Dataset records about object locations:
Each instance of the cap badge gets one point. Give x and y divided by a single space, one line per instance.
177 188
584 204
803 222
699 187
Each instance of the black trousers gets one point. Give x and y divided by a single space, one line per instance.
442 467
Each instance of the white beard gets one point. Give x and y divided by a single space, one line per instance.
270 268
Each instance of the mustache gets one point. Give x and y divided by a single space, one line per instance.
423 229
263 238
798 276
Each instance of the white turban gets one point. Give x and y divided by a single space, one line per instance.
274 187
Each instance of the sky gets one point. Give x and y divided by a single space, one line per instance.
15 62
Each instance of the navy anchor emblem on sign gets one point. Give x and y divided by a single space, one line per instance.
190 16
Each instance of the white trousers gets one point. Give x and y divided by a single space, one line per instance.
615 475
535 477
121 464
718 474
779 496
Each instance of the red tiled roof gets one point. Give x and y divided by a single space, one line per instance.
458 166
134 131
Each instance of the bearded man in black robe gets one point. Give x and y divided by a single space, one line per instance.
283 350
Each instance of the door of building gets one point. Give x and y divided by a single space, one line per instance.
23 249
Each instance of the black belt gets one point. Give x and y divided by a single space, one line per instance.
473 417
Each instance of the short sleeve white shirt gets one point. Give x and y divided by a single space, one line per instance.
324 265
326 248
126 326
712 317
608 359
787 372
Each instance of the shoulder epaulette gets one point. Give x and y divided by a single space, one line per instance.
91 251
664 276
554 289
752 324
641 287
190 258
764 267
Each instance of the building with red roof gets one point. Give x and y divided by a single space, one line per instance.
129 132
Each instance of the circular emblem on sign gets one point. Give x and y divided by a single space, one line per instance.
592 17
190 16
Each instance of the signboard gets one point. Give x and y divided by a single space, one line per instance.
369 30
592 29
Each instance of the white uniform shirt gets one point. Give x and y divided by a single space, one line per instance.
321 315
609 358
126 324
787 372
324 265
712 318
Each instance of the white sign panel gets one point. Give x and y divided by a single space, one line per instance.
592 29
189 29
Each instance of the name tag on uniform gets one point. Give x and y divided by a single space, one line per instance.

[SHORT EXERCISE]
All of the records must be retyped exactly as they are.

[THE COMPLETED TASK]
Each instance of the cap badge gets one point. Give x and y divided by a single space, one line per instance.
177 188
584 204
803 222
699 187
Each instance of the black trousers gets one point. Give x and y divided by a single space, one line per instance.
442 467
Each instance of the white beard gets one point. Give x and y divided by a single space, one line per instance.
270 268
Each instance of the mustache gets one point. Give x and y divided by a single space, one line per instance.
423 229
263 238
798 276
Each instance of the white turban gets one point. Give x and y divided by a single space, one line per instance.
274 187
Each instance of the sky gets one point. Give x and y divided by a single space, one line per instance.
15 62
Each instance of the navy anchor emblem on sign gets one point. Give x and y divided by a single space, one line per instance.
190 16
Each instance of the white trousers gets one point. Give x and y divided by a single space, one line per instance.
615 475
535 477
121 464
718 474
779 496
Each instance of the red tiled roof gets one point. Give x and y divided by a single space, one line per instance.
458 166
134 131
Each instance of the bearded man in black robe gets one point. Give x and y divided by a single space, one line per instance.
283 350
Each instance of the door of building gets one point. Give x and y divided by a single space, one line per instance.
23 249
Each instance of the black belt gets one point. Give x and y divided by a single space, one line per instance.
473 417
Each instance of the short sleeve white shirt gets one point. Give x and y divided by a single space, one line per instance.
324 265
326 248
126 326
712 317
608 359
787 372
Each instance of the shoulder epaulette gets one point. Give x and y divided by a single space, one line per instance.
91 251
664 276
554 289
752 324
641 287
190 258
764 267
Each instance of the building with red roof gets one point. Give x and y divided by a single space, one line per instance.
129 132
Each instance of the circular emblem on sign gets one point. Give x and y divided by a single space, one line per instance.
592 17
190 16
Each instance of the signboard gets one point. Give x and y divided by a single space, one line per instance.
369 30
592 29
Each instance of the white uniform shirt gets one point. Give x and y divided by a single space, one line per instance.
321 315
609 358
126 324
787 372
324 265
712 318
Each instance of the white sign panel gets one point. Give x and y divided by a single space, one line per instance.
592 29
189 29
Each instance of the name tag on uniform gets one point. Give x and y divided by a single space, one line per instance.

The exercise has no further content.